• **What the task asks**
Reproduce the material verbatim from its first line up to and including the line containing "1196 206 1287 234".

* Begin Records for this task *

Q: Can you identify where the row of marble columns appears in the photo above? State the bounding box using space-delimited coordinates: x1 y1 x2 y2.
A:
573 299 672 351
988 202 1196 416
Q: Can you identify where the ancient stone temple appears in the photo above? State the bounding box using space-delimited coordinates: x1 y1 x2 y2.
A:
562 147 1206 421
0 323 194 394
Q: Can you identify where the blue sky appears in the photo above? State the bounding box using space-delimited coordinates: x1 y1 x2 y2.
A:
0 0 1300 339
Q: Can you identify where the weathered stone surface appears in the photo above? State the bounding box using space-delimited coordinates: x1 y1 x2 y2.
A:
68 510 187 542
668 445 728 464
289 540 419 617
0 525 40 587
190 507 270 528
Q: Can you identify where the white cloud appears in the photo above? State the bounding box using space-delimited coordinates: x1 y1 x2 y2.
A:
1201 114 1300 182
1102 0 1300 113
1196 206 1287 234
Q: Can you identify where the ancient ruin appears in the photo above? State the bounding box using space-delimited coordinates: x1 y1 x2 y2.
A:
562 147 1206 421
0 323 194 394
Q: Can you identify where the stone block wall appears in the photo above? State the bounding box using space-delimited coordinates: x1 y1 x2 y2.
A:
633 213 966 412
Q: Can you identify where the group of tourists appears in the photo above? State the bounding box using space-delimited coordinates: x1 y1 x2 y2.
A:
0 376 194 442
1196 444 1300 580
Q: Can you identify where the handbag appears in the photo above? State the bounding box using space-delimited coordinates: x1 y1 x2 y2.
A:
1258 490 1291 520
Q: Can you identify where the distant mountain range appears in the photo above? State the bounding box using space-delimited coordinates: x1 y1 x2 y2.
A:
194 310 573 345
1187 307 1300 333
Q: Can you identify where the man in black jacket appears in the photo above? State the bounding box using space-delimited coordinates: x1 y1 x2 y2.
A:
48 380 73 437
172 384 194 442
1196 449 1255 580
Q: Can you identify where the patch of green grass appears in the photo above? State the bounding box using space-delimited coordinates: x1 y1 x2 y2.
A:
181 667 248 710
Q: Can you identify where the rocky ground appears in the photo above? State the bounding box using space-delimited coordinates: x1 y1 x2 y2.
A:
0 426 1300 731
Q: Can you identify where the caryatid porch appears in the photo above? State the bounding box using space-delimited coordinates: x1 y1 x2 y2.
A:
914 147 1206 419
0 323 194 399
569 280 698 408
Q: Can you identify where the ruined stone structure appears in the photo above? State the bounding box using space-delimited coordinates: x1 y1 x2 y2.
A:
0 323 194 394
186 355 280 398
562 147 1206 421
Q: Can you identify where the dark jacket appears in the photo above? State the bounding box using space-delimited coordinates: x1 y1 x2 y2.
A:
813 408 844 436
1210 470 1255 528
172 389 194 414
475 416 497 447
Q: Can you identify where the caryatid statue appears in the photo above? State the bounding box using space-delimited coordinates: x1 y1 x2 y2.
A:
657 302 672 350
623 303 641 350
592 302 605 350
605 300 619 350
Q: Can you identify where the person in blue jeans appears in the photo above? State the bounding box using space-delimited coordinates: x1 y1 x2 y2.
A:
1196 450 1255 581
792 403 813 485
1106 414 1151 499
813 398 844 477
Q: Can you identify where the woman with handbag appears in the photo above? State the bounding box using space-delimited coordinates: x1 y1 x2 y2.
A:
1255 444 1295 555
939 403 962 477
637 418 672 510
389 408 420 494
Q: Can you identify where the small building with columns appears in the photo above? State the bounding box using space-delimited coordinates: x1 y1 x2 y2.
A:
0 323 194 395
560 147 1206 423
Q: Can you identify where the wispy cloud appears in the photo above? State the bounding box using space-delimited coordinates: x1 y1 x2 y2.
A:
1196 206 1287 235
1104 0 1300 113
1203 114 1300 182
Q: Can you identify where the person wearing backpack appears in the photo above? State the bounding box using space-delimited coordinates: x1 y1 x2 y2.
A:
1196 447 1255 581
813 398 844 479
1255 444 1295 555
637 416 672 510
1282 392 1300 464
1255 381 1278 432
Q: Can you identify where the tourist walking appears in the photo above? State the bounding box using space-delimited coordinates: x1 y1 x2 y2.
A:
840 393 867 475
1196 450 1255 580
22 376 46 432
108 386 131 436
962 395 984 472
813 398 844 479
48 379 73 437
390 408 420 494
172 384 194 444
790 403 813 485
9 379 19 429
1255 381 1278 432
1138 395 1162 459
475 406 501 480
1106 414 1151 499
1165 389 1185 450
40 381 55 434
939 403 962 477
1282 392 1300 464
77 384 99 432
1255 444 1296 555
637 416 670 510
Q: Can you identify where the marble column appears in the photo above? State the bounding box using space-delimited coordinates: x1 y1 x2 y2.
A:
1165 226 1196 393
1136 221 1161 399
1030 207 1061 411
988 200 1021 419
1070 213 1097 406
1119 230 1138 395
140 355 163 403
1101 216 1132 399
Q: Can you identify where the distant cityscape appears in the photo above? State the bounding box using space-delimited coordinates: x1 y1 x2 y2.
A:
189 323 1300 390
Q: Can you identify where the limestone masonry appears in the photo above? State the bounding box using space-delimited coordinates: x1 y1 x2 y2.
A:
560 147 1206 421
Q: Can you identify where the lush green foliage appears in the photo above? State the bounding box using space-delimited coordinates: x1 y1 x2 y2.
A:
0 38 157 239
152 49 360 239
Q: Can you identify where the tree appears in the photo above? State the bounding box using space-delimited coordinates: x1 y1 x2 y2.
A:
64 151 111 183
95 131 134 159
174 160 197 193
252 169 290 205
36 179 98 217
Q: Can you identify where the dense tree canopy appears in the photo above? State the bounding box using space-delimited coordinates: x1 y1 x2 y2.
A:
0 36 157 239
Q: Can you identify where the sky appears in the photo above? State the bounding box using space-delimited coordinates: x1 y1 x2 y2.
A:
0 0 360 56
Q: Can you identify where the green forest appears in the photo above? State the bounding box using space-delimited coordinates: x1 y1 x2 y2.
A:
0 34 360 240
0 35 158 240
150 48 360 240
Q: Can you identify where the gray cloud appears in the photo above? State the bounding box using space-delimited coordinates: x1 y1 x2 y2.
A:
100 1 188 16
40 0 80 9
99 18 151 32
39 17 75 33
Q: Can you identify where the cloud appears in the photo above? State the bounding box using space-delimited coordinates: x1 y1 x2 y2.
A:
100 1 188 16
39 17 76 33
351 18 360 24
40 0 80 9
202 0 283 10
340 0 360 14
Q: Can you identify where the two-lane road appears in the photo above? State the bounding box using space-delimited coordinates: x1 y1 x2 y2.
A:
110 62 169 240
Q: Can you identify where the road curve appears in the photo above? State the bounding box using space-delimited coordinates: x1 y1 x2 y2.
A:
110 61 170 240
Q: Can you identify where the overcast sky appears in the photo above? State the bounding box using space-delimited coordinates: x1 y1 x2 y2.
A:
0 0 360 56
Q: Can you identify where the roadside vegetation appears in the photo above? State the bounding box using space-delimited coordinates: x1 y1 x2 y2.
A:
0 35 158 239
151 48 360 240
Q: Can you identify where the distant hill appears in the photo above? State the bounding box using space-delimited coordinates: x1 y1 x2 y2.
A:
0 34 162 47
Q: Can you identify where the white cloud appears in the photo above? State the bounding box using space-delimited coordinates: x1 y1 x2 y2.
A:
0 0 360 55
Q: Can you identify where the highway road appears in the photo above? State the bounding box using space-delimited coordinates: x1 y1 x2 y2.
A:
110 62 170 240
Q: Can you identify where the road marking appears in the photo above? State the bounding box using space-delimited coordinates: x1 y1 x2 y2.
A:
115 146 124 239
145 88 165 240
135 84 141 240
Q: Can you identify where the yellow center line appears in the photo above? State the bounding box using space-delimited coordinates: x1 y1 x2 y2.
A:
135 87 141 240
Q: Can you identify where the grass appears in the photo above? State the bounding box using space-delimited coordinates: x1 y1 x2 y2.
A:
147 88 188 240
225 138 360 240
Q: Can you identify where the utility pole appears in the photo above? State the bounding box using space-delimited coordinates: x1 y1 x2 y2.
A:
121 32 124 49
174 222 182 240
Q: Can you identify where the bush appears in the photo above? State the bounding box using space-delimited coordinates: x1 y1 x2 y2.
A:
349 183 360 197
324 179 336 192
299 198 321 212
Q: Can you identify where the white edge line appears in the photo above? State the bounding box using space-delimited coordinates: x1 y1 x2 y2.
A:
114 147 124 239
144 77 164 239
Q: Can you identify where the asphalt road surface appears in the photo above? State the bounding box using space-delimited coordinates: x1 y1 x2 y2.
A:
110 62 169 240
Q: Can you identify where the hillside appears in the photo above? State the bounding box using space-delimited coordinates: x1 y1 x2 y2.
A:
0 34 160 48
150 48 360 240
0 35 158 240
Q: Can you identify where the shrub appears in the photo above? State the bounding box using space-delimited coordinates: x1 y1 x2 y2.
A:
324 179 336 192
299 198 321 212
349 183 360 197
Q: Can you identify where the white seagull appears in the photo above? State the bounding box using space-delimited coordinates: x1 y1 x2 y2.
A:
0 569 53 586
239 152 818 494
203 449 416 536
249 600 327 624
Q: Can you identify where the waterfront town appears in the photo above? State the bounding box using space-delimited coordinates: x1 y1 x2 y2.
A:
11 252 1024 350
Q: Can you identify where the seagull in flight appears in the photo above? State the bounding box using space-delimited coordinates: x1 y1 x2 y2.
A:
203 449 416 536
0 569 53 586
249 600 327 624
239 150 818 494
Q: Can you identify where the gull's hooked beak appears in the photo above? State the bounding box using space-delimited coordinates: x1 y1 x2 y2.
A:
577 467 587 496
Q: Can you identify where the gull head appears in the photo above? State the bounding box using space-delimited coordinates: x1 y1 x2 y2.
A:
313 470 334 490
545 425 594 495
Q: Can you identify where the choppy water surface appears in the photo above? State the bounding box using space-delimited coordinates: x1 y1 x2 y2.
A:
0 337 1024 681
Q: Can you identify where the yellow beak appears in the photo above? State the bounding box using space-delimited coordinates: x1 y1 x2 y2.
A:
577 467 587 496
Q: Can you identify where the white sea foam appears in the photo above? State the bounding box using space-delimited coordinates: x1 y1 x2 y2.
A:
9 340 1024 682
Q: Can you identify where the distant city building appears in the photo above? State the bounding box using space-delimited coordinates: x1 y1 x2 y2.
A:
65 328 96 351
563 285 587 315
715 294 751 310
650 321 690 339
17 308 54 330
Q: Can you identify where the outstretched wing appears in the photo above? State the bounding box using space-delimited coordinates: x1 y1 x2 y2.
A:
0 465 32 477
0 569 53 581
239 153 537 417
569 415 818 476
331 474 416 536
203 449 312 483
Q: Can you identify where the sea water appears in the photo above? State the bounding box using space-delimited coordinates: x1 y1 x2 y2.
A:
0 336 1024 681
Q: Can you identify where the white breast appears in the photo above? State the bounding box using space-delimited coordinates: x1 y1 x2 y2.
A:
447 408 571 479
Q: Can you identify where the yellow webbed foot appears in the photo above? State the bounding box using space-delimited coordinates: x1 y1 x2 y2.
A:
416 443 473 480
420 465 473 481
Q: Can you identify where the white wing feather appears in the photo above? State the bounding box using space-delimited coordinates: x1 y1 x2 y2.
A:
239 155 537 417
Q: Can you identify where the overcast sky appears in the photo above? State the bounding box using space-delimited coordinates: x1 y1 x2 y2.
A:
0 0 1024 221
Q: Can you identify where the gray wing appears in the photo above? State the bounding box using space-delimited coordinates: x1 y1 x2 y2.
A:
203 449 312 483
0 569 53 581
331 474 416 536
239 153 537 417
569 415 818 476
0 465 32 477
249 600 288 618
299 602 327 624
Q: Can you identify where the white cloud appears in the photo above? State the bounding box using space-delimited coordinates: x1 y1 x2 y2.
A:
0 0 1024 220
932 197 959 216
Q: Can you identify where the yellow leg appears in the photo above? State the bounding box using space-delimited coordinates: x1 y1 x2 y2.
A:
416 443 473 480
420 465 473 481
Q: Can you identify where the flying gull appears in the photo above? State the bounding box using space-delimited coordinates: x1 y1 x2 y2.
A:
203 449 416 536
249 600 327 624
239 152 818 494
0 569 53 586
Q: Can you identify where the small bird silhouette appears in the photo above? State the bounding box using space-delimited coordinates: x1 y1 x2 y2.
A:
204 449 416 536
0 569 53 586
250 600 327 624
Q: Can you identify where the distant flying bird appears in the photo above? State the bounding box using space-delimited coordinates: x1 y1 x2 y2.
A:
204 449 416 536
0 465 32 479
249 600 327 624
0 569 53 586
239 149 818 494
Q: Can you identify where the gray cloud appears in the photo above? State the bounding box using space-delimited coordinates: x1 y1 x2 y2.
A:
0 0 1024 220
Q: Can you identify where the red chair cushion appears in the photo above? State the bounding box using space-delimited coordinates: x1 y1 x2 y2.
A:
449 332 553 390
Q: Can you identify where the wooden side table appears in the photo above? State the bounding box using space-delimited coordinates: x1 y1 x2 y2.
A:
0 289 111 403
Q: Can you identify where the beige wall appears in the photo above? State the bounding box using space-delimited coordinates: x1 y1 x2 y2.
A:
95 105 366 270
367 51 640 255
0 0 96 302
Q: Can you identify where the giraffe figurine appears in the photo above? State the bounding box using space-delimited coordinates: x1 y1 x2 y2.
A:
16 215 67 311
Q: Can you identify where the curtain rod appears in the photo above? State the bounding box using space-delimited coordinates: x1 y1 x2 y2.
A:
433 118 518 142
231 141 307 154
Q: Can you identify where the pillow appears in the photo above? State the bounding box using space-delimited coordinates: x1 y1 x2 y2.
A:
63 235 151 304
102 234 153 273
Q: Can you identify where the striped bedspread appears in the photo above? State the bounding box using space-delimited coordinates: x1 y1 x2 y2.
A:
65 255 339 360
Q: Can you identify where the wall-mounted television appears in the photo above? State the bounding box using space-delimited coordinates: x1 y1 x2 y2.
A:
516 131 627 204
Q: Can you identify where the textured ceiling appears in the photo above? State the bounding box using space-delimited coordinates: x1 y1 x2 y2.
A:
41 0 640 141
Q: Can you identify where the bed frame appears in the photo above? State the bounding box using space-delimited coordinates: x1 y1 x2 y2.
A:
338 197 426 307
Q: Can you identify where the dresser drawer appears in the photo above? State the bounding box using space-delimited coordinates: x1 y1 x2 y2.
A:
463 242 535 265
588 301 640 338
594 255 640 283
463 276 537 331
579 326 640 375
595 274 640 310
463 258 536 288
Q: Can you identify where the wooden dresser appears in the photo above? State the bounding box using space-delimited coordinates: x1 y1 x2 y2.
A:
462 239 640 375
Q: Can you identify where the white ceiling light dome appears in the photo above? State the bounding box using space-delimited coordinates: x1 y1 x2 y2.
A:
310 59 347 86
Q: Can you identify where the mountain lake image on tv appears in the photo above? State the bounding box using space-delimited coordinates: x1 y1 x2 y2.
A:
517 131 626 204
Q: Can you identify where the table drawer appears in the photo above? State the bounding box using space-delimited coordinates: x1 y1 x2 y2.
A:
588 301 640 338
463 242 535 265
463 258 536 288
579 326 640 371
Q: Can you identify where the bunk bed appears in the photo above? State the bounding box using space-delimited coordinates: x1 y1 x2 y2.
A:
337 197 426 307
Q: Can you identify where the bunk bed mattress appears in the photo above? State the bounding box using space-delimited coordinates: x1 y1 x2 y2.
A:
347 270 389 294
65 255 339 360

* End Records for this task *

• **Exercise response**
Q: Can you identify where the row of marble columns appears in the photo above? State the bounding box using space-delimited coordinates: x1 y1 x2 y2.
A:
573 299 672 351
988 202 1196 416
Q: Can you identify where the ancient stone temple appears in the photo above? State the bounding box using space-delimited coordinates: x1 y1 x2 y2.
A:
562 147 1206 421
0 323 194 394
Q: Can you identify where the blue sky appears in the photo above? State the bounding box using space-delimited coordinates: x1 y1 x2 y2.
A:
0 0 1300 339
Q: Can you identify where the weathered stone surface appears in the photo above? State the bounding box using space-delimited coordinates: x1 y1 x2 y2.
A:
68 510 187 542
668 445 728 464
289 540 419 617
0 525 40 587
190 507 270 528
Q: Can you identify where the white cloud appears in the photo above? State the bounding box using space-delimited coordinates: x1 y1 x2 y2.
A:
1201 114 1300 182
1102 0 1300 113
1196 206 1287 234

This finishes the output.